▸ What to work on:
Count the lines below that contain the word "cluster", and state only that number.

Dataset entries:
◇ ◇ ◇
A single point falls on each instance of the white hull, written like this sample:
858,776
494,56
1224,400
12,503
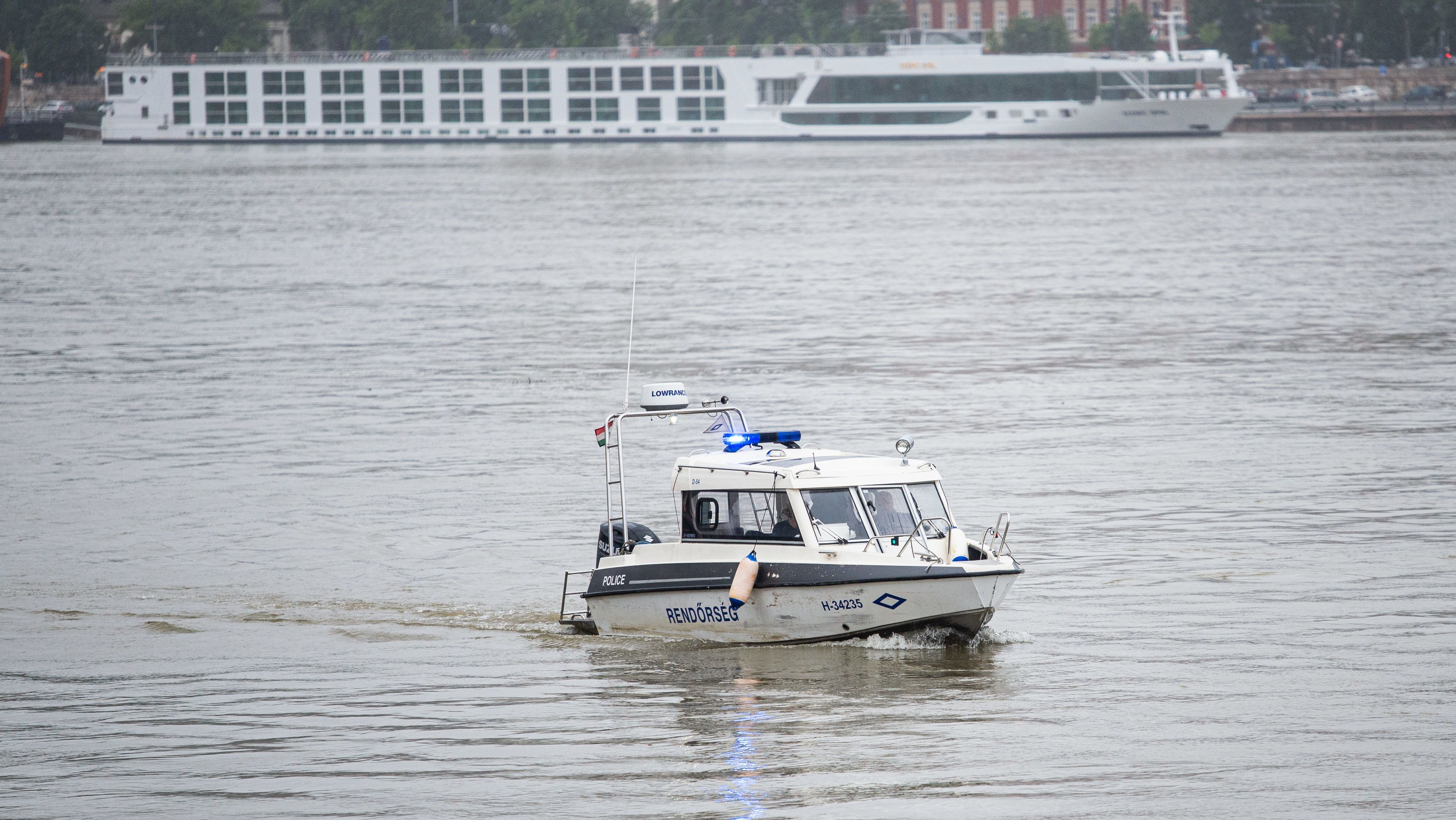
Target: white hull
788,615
◇ ◇ ◇
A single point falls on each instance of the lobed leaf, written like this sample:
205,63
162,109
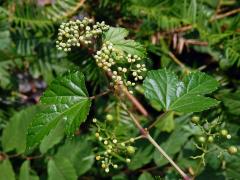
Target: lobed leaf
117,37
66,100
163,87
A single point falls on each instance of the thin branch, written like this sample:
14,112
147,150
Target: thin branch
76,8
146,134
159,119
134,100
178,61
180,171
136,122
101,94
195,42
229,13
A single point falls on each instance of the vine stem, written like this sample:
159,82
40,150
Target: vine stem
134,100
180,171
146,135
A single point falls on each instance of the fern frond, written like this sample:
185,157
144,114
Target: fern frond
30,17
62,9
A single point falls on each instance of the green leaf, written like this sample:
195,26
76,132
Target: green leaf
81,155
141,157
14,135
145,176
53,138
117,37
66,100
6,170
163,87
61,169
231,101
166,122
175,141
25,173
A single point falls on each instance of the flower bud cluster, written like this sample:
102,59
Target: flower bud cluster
◇ ◇ ◇
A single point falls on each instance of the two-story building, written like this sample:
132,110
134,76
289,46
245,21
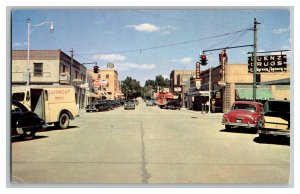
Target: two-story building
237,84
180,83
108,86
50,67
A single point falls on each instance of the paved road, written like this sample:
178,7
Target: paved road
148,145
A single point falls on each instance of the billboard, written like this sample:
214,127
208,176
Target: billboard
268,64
◇ ◇ ◇
▸ Response box:
2